[What the task asks] Update the records from the start through the line that contains "[0,0,450,211]" by replacing "locate" with "find" and changing nothing else. Leave the pictures out of your answer.

[Information shown]

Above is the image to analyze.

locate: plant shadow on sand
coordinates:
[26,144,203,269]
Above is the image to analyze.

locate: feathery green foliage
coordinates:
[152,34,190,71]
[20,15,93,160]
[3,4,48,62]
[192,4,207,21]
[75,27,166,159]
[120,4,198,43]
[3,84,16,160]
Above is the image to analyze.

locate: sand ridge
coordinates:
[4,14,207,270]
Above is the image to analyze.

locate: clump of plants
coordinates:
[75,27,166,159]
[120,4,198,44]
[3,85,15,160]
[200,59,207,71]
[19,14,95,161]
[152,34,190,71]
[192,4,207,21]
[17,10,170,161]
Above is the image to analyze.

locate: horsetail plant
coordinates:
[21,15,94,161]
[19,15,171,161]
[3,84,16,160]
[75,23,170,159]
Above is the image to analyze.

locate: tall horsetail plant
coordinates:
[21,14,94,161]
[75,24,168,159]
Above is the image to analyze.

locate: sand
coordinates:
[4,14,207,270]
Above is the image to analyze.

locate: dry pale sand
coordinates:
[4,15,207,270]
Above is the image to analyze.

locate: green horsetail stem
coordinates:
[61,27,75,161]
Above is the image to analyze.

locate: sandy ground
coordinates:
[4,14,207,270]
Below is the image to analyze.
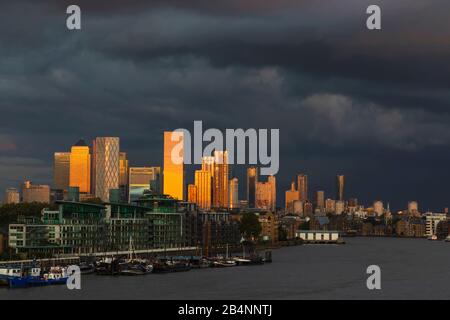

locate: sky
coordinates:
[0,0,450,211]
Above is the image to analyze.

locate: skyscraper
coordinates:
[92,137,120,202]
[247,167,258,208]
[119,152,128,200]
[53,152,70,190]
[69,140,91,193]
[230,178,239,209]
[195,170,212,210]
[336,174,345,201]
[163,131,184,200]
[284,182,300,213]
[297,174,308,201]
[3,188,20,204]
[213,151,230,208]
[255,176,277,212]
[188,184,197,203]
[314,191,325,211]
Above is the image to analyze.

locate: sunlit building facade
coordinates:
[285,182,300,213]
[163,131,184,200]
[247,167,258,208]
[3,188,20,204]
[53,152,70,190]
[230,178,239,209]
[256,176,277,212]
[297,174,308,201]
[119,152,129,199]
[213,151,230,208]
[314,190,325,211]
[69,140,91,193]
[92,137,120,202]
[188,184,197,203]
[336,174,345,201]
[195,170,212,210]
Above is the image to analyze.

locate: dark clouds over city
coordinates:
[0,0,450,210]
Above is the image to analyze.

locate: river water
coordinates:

[Correct response]
Above is the image to analyze.

find: plant shadow on sand
coordinates:
[26,144,203,269]
Above is the image to analyze.

find: feathery green foliage
coordinates:
[152,34,190,71]
[20,15,93,160]
[3,4,48,62]
[192,4,207,21]
[75,27,166,159]
[120,4,198,43]
[3,84,16,160]
Above is the image to analyze.

find: sand ridge
coordinates:
[4,14,207,270]
Above is the image to analyze.

find: clump of plants
coordinates:
[75,27,166,159]
[120,4,198,44]
[3,85,15,160]
[200,59,207,71]
[19,14,95,161]
[152,34,190,71]
[192,4,207,21]
[17,10,170,161]
Above is the image to analyze.

find: horsetail plant
coordinates:
[21,15,94,161]
[19,15,171,161]
[3,84,16,160]
[75,23,170,159]
Above is the image to analyze.

find: tall horsetail plant
coordinates:
[21,14,94,161]
[75,24,168,159]
Above is the image to analyze.

find: sand
coordinates:
[4,14,207,270]
Above is the image to analyze.

find: dry pale sand
coordinates:
[4,15,207,270]
Above is the image to analyze.

find: green horsetail stem
coordinates:
[61,27,75,161]
Above is the image to analyze.

find: sandy ground
coordinates:
[4,14,207,270]
Below is the image to analyze.

find: sky
coordinates:
[0,0,450,211]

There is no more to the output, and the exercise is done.